━━━ RECORD EXTRACTS

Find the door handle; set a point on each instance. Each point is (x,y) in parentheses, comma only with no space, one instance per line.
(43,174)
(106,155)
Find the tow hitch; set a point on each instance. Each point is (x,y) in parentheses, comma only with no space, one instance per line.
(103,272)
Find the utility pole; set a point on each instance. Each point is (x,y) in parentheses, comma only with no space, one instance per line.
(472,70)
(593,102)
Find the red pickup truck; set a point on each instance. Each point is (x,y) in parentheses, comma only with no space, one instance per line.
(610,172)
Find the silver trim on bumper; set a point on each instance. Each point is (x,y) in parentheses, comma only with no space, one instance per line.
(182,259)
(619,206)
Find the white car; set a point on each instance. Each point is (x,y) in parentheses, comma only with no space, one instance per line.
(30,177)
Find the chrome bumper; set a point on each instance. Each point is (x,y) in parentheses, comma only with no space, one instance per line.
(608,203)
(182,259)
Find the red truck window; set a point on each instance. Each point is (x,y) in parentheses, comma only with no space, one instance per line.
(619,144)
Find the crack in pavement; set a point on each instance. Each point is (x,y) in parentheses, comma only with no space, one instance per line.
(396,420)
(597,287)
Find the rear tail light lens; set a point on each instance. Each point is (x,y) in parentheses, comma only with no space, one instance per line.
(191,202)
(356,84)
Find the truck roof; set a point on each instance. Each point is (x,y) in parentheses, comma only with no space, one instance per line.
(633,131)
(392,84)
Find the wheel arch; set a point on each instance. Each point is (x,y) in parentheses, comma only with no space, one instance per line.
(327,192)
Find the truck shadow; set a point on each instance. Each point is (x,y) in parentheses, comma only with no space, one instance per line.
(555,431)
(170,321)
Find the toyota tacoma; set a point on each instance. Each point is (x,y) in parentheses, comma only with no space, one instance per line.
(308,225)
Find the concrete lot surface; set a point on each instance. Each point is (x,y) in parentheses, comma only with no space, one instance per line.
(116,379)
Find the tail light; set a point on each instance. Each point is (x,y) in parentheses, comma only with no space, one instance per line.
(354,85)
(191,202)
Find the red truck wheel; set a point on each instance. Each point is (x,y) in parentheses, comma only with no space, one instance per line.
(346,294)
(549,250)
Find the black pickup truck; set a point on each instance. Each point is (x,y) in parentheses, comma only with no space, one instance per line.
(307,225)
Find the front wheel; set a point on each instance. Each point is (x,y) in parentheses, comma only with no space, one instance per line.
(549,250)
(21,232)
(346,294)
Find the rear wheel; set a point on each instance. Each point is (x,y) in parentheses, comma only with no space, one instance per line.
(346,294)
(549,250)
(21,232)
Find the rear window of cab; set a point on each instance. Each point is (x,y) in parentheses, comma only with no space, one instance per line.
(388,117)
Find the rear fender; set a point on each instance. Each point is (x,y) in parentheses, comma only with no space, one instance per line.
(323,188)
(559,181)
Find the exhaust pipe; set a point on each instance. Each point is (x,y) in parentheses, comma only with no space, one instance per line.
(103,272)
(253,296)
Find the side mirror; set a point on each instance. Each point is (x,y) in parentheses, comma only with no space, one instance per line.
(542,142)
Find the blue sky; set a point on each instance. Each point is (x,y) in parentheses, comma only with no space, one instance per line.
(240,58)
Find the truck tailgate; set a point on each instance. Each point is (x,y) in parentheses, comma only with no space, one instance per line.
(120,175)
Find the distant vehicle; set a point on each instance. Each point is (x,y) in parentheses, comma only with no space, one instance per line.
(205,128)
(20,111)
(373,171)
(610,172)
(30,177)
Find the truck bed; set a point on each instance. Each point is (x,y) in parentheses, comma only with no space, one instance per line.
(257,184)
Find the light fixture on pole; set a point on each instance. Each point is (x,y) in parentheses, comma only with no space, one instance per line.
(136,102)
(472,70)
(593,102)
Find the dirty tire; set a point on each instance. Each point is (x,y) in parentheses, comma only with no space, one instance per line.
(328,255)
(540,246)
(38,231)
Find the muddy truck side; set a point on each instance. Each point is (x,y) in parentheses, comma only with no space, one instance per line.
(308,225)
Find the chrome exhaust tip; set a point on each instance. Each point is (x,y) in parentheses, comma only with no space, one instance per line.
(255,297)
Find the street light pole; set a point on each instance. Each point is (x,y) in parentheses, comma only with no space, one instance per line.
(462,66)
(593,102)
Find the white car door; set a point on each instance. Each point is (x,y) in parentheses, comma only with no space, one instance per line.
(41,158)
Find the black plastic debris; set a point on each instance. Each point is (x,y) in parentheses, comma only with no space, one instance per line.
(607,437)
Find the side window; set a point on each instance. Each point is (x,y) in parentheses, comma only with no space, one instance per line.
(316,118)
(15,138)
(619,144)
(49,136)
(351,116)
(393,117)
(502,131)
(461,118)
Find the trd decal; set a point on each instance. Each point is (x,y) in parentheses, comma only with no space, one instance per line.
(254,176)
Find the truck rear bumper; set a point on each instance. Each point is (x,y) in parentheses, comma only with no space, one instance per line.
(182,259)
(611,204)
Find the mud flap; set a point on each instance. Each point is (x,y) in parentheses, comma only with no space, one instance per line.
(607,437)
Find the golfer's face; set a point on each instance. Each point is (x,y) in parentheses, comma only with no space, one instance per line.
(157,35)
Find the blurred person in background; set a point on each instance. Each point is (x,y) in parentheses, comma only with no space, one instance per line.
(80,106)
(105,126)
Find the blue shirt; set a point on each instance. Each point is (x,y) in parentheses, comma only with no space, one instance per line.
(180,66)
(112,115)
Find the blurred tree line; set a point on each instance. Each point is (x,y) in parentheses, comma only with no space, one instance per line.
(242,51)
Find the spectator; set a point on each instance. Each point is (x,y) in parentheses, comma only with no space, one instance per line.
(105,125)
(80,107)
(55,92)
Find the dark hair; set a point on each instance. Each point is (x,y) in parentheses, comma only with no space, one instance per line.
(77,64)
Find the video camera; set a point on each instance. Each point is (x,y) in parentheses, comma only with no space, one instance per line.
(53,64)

━━━━━━

§ WHAT IS REQUIRED: Each record above has to be set down again, word for word.

§ EXPECTED ANSWER:
Find the door handle; set a point on each instance. Each point is (x,y) in parentheses, comma only with no space, one instance per line.
(43,174)
(106,155)
Find the tow hitch; set a point on each instance. Each point is (x,y) in parentheses, comma only with no space, one instance per line.
(103,272)
Find the utility pole; set a point on each instance. Each point is (x,y) in parentheses, comma only with no space, one instance per line.
(472,70)
(593,102)
Find the red pickup truck; set a point on each instance. Each point is (x,y) in parentheses, comma only with no space, one instance per line.
(610,172)
Find the silver trim on bumper; set a point on each instance. Each point is (x,y) in parentheses, comma only with no space, one instance per line.
(182,259)
(619,206)
Find the white car; set a point on each instance. Each point is (x,y) in parentheses, comma only with no space, one instance per line.
(30,177)
Find the chrome bumper; set a point on each instance. Each point is (x,y) in parentheses, comma only with no space, one instance per line.
(608,203)
(182,259)
Find the red truck window; set a point on each instance. Each point is (x,y) in parentheses, comma only with no space, one instance per line.
(619,144)
Find the crack in pavement; set a point on each instance. Each point is (x,y) in parentheses, comma only with no space, one instance per line.
(396,420)
(597,287)
Find the rear tail light lens; set a point on each instance. Each point is (x,y) in parentheses, comma only with no space, one instance per line.
(191,202)
(356,84)
Find the truck roof; set a point on each instance. Each point is (x,y) in parentheses, comma only with no space, one instance per line.
(633,131)
(392,84)
Find the wheel arch; set a point on each instance. Each point is (x,y) in parentheses, comma only with no space, one instance per line.
(327,192)
Find the truck shadow; set a point on each instance. Each point is (x,y) in parentheses, comma only with no space, one instance per line.
(555,431)
(170,321)
Find the toyota tacoma; set a point on each instance. Each point is (x,y) in parentheses, comma only with no space, one instance per line.
(308,225)
Find the concrete lot surface; set a point on each instance. Each point is (x,y) in parentheses, comma only with no space, one instance per line.
(116,379)
Find the tail light; set a point on each instance. Each point is (x,y) in parentheses, comma only with no space, one instance per line.
(354,85)
(191,202)
Find the red truck wheel; set a point on each instance. Each point is (x,y) in parentheses, comma only with no space, one instance per line.
(346,294)
(549,250)
Find the black pickup truck; set a point on each instance. Each point is (x,y) in parentheses, comma only with no space, one instance per line.
(307,225)
Find the front wheel; set a point on each instance. Each point is (x,y) in parentheses, comma only with no space, one instance per line.
(549,250)
(21,232)
(346,294)
Find the rear wheel; set a point on each instance. Each point is (x,y) in parentheses, comma only with no space, one instance per line.
(346,294)
(549,250)
(21,232)
Find the rear window of cab; set a point on each instance. Each point is (x,y) in parentheses, comma only with no space, one instance per line.
(388,117)
Find the rear fender; set a point on each instance. Each point is (x,y) in parentheses, comma only with no space, one instance per line.
(323,188)
(559,181)
Find the exhaust pipe; set a point on each instance. Each point is (x,y) in parentheses, comma only with no space, one instance per line.
(103,272)
(253,296)
Find the side mirror; set a point on each instance. Each point is (x,y) in parentheses, comma only with no space, one instance per line.
(542,142)
Find the blue sky; set a point on each instance. Each point is (x,y) in parentheses, comma only with no space, one instance per line.
(240,58)
Find the truck tailgate; set a point on each instance. Each point is (x,y) in parentheses, comma only with no space, one instance per line.
(120,175)
Find the distant vehicle; set a point on each instance. Each point is (x,y) in parentheses, comma only with no space, one instance per line.
(205,128)
(20,111)
(373,171)
(610,172)
(30,177)
Find the truck bed; set a point on each instance. Each point is (x,y) in parentheses, comma only with no space, one instance per line.
(257,184)
Find the light fixture on pole; set a point on each instance. Each point is (x,y) in parentheses, comma only with no space, one instance per line.
(136,102)
(472,70)
(593,102)
Find the dirty tire; set a point on each instance. Each point is (x,y) in parentheses, comma only with no space, one instance per line.
(328,255)
(540,246)
(38,231)
Find the muddy truck side; set a point on each instance. Each point is (x,y) in parentheses, comma only with no space, one instance per line.
(308,225)
Find the chrome exhaust tip; set a point on each instance. Each point is (x,y) in parentheses, comma only with no space, one instance per line.
(255,297)
Find the street light pole; set a point on each instance. Each point is (x,y) in parentheses, comma only with no space, one instance per line.
(462,66)
(593,102)
Find the white car door; set a point on each instance. Each point is (x,y) in parentheses, comma only with no space, one instance per line.
(41,158)
Find the black plastic debris; set a point on each instance. Each point is (x,y) in parentheses, comma only with no space, one instance per line.
(607,437)
Find the side window; set a point on each instance. Each point is (x,y) in parentheses, comma only with no space, one instance per line.
(316,118)
(15,138)
(619,144)
(49,136)
(351,116)
(393,117)
(502,131)
(461,118)
Find the trd decal; set a point on each instance. Each point is (x,y) in parentheses, comma only with no space, one instance per line.
(254,176)
Find the truck rear bumper; set a point on each instance. Each point is (x,y) in parentheses, comma only with no space, one instance per line.
(182,259)
(611,204)
Find the mud flap; set a point on each instance. Each point is (x,y) in parentheses, comma only with no space, one instance per line.
(607,437)
Find the golfer's face; set a point on each instance. Each point is (x,y) in parentheses, comma only with no space, one instance per line.
(157,35)
Find the blurred person in background; set a point on each instance. Each point is (x,y) in parentheses, comma only with no space, one instance per line.
(80,106)
(105,126)
Find the blue shirt; set a point on each instance. Each point is (x,y) in parentheses, comma only with no space, one instance per line.
(180,66)
(112,115)
Find the blurred tree line; set a point on each instance. Each point is (x,y) in parentheses, comma only with no space, one instance per line.
(242,51)
Find the spectator; set a point on each instance. Each point is (x,y) in parentheses, comma only with no space, one instance per line.
(105,125)
(80,107)
(55,92)
Find the dark hair; set a point on each instance. Each point is (x,y) in parentheses, comma only with no space, one instance per line.
(77,64)
Find the video camera; set a point on each instance. Each point is (x,y) in parentheses, comma only with no space, one instance per line.
(53,64)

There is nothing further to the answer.